▶ [Provided passage]:
────
The Electronic Visualisation and the Arts conferences (EVA Conferences for short, aka Electronic Information, the Visual Arts and Beyond) are a series of international interdisciplinary conferences mainly in Europe, but also elsewhere in the world, for people interested in the application of information technology to the cultural and especially the visual arts field, including art galleries and museums.

Overview
Started in London (United Kingdom), there are now EVA conferences in Berlin (Germany), Florence (Italy), Jerusalem (Israel), Paris (France), St Petersburg (formerly in Moscow, Russia), Australasia (first time in Canberra, Australia, in 2016) and other major cities. The first EVA Conference was held at Imperial College, London in 1990, organised by the founders James Hemsley, Kirk Martinez, and Anthony Hamber.

The conferences have been overseen by EVA Conferences International, based in London. Conference proceedings are published. In addition, two collected volumes of revised papers are available.

EVA London
The EVA London conference, founded in 1990 by James Hemsley, is now organised through the Computer Arts Society (CAS), a Specialist Group of the BCS each July at the BCS London office.

Some V&A Digital Futures events organised by the Victoria and Albert Museum have been held in conjunction with EVA London. In 2016, it hosted an event for the Lumen Prize, an annual award for digital art. The proceedings have published through the BCS Electronic Workshops in Computing (eWiC) series since 2008 and are indexed by DBLP.
────
▶ [Brief 1]:
Transcribe the EVA conferences text in full, word for word.
The records that come next are separate from the EVA conferences text.

▶ [Provided records]:
────
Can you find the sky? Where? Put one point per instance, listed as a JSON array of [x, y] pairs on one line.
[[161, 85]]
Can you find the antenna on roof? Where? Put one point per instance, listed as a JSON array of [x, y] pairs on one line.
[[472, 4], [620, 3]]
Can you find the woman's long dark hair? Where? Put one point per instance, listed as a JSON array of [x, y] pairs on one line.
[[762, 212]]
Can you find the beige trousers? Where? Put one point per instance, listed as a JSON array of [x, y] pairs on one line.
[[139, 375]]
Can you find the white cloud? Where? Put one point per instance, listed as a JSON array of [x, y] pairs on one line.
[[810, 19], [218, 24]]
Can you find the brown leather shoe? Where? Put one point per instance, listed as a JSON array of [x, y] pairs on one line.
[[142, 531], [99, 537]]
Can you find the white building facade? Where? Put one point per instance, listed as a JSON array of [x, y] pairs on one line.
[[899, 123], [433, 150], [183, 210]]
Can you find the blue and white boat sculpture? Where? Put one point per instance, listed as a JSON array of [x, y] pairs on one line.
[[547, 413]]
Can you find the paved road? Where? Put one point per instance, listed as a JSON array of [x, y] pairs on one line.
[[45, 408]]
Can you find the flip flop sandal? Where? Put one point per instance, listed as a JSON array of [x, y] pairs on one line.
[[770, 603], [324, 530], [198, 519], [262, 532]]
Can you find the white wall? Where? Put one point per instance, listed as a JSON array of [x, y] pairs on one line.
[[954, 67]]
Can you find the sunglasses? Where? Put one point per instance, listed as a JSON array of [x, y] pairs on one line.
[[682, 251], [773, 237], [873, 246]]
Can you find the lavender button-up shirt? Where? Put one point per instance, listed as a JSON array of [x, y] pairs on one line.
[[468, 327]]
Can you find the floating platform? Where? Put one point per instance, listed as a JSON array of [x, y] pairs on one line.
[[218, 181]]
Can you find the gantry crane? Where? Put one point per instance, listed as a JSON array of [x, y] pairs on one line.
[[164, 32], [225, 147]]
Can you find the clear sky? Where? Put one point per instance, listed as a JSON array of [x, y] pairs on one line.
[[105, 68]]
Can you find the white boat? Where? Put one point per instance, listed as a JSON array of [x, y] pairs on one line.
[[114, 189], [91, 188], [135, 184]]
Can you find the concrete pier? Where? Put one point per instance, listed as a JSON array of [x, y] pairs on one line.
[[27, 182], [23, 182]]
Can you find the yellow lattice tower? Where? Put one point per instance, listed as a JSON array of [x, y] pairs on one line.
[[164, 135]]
────
▶ [Brief 2]:
Give the part of the records that opens with their first line and closes with the line containing "[[161, 85]]" as a JSON list of strings, one string per line, with blank lines left out.

▶ [Solution 1]:
The Electronic Visualisation and the Arts conferences (EVA Conferences for short, aka Electronic Information, the Visual Arts and Beyond) are a series of international interdisciplinary conferences mainly in Europe, but also elsewhere in the world, for people interested in the application of information technology to the cultural and especially the visual arts field, including art galleries and museums.

Overview
Started in London (United Kingdom), there are now EVA conferences in Berlin (Germany), Florence (Italy), Jerusalem (Israel), Paris (France), St Petersburg (formerly in Moscow, Russia), Australasia (first time in Canberra, Australia, in 2016) and other major cities. The first EVA Conference was held at Imperial College, London in 1990, organised by the founders James Hemsley, Kirk Martinez, and Anthony Hamber.

The conferences have been overseen by EVA Conferences International, based in London. Conference proceedings are published. In addition, two collected volumes of revised papers are available.

EVA London
The EVA London conference, founded in 1990 by James Hemsley, is now organised through the Computer Arts Society (CAS), a Specialist Group of the BCS each July at the BCS London office.

Some V&A Digital Futures events organised by the Victoria and Albert Museum have been held in conjunction with EVA London. In 2016, it hosted an event for the Lumen Prize, an annual award for digital art. The proceedings have published through the BCS Electronic Workshops in Computing (eWiC) series since 2008 and are indexed by DBLP.

▶ [Solution 2]:
[
  "Can you find the sky? Where? Put one point per instance, listed as a JSON array of [x, y] pairs on one line.",
  "[[161, 85]]"
]